• [What to produce]: Resume the text below on ISPs blocking ports and self-hosting mail, picking up right after its last sentence.

Begin Source text

We do that upstream, no way for you to avoid it. For good reason too, our team handling abuse notifications mails was super swamped with people whose ancient XP PCs had malware sending spam.

Forget running your mail server on a residential IP anyway. You'll be instant blocked by any mail provider, residential IPs are always spam, because of the aforementioned XP PCs.

Personally I wouldn't self host mail anymore anyway. Too much trouble.

Your ISP controls what ports you can access using one or more firewalls and traffic control devices somewhere past the point where you connect to their network.

They can block whatever ports they want. The only way around this is to use a VPN, which creates a tunnel directly from your device to a remote server to route traffic. This still goes through your ISP and whatever firewall they have but does so over a port that they (probably) don't block. They can't see what ports your web or network requests are using so they can't block it directly.

Depending on your technical know how and what type of router you have, you could set up a VPN at the device level (PC, phone, etc.) to send just requests from that device or at the router level which could send all traffic from your network through the VPN.

End Source text
Begin Recorded data

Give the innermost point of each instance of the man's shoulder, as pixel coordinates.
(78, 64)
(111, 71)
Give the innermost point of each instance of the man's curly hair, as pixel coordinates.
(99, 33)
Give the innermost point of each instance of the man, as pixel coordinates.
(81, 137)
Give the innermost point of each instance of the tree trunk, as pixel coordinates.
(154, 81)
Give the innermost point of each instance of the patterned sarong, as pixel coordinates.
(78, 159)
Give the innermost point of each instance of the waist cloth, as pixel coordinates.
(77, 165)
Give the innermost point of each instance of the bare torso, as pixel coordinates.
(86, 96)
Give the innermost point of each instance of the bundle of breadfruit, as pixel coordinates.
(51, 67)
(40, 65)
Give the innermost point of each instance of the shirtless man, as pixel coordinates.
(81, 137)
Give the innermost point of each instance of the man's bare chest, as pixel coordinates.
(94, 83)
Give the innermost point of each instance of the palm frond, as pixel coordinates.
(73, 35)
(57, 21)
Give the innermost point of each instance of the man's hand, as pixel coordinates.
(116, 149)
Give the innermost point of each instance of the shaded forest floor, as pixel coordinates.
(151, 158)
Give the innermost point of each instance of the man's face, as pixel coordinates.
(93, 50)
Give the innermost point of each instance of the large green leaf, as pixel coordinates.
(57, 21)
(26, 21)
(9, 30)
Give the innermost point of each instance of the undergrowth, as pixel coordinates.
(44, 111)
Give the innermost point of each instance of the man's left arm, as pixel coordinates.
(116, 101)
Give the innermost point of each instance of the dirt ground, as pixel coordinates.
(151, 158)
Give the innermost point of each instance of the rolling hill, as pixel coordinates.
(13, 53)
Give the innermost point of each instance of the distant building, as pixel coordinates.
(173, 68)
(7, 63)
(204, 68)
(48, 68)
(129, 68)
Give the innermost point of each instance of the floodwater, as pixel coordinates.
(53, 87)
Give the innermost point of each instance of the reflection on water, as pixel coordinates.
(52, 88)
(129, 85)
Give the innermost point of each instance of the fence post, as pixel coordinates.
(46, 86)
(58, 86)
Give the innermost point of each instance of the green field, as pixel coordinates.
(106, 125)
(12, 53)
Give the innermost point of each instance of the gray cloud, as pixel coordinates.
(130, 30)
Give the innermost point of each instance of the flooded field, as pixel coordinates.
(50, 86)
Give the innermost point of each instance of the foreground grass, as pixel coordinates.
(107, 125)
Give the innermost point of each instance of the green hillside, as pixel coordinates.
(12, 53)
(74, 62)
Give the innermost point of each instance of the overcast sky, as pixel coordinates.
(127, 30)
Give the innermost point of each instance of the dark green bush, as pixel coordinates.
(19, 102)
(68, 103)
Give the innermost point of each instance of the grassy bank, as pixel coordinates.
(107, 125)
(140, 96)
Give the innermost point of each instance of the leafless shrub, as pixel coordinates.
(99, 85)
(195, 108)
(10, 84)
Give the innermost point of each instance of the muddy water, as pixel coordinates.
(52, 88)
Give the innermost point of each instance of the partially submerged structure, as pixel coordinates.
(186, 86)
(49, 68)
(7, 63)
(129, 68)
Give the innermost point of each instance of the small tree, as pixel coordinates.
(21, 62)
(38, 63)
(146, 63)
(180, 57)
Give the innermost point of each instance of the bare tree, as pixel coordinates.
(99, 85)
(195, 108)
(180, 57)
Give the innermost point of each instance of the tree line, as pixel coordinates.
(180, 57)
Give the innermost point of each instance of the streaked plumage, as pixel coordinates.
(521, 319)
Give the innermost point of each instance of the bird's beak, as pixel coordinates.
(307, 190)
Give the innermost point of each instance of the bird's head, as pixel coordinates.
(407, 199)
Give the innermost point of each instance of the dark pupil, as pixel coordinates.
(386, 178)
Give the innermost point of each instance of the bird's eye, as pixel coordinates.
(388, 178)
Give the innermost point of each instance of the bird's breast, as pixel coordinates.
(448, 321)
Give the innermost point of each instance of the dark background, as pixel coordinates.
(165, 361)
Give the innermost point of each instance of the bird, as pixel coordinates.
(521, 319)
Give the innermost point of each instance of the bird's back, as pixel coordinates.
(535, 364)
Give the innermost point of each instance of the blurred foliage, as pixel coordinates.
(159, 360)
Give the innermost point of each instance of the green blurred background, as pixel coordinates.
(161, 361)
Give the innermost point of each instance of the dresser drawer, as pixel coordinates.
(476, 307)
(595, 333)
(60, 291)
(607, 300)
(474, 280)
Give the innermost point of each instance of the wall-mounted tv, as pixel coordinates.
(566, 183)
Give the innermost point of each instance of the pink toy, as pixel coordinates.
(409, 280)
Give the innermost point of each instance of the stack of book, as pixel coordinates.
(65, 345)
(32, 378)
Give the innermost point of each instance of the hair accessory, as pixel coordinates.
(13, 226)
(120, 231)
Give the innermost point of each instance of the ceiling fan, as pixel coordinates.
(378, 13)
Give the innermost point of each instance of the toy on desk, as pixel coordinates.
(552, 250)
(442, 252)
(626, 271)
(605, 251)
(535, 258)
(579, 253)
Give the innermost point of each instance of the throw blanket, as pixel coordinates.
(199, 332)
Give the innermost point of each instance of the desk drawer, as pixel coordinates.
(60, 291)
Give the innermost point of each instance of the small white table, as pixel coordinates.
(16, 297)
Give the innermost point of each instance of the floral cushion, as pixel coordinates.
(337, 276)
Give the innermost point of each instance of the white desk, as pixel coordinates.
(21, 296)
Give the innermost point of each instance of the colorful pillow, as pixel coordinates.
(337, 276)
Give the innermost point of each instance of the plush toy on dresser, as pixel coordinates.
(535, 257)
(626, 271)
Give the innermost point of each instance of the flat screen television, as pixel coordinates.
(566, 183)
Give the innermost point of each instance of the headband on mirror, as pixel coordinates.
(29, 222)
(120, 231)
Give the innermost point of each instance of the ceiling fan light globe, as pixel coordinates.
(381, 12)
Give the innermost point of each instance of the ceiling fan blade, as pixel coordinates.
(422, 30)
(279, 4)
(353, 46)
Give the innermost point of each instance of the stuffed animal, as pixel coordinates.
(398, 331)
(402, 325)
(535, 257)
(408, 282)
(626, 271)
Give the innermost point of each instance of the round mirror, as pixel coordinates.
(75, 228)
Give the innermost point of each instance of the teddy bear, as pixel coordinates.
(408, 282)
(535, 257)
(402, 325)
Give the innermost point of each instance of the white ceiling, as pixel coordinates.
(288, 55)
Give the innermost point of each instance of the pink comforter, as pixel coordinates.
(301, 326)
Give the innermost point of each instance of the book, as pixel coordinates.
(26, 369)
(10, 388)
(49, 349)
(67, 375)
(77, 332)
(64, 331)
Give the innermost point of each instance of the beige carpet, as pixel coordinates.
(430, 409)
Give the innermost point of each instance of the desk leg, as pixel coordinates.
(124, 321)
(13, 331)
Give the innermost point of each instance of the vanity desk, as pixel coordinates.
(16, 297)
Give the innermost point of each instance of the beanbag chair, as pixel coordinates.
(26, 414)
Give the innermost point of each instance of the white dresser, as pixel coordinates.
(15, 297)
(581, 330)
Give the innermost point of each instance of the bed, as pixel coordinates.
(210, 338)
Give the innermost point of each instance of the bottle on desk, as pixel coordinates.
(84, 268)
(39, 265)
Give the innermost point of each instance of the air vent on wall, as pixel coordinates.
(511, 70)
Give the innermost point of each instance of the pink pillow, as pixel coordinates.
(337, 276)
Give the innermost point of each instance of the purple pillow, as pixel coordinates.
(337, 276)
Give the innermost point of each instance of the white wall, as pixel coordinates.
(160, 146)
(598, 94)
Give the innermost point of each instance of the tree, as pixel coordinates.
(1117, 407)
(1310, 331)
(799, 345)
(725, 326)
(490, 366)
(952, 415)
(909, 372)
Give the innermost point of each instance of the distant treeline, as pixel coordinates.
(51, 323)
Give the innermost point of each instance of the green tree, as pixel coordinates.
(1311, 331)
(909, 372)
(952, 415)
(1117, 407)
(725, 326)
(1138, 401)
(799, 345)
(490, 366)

End Recorded data

• [Exercise answer]:
It's important to remember when using a VPN that the VPN servers can still see (and potentially log) all of your traffic, even if your ISP cannot. You still need to find a VPN service that you trust to not monitor your traffic.

I'm not terribly worried about a service seeing my traffic, the initial concept was for a self-hosted server to run a business email and site and some tools on, but I can't do email through my ISP without paying an arm and a leg, and my business doesn't make enough for that...

For a small business, a service such as GoogleApps or Microsoft365 is likely going to be a cheaper solution than self hosting this. Plus including productivity applications and cloud storage as part of the package in most instances.

It will be much, much safer as well. If you're unsure of how to do this, do not do it yourself. Setup a home lab, sure. Use it to learn but do not run your business this way!

Source: Am e-mail admin.

Is there a service that is only email? Most of the offerings in those packages are either too much bloat of applications that are unnecessary, and/or are too expensive for what they actually would provide that we would use.

I'd much rather keep using the tools that we're used to and have set up than move to a different ecosystem, especially one that tracks a lot of the data we use with it

Microsoft’s Exchange Online Plan 1 is email-only and is 4/month per user. There are probably cheaper IMAP providers, but EO1 is full exchange: mail, global address book, calendars, etc.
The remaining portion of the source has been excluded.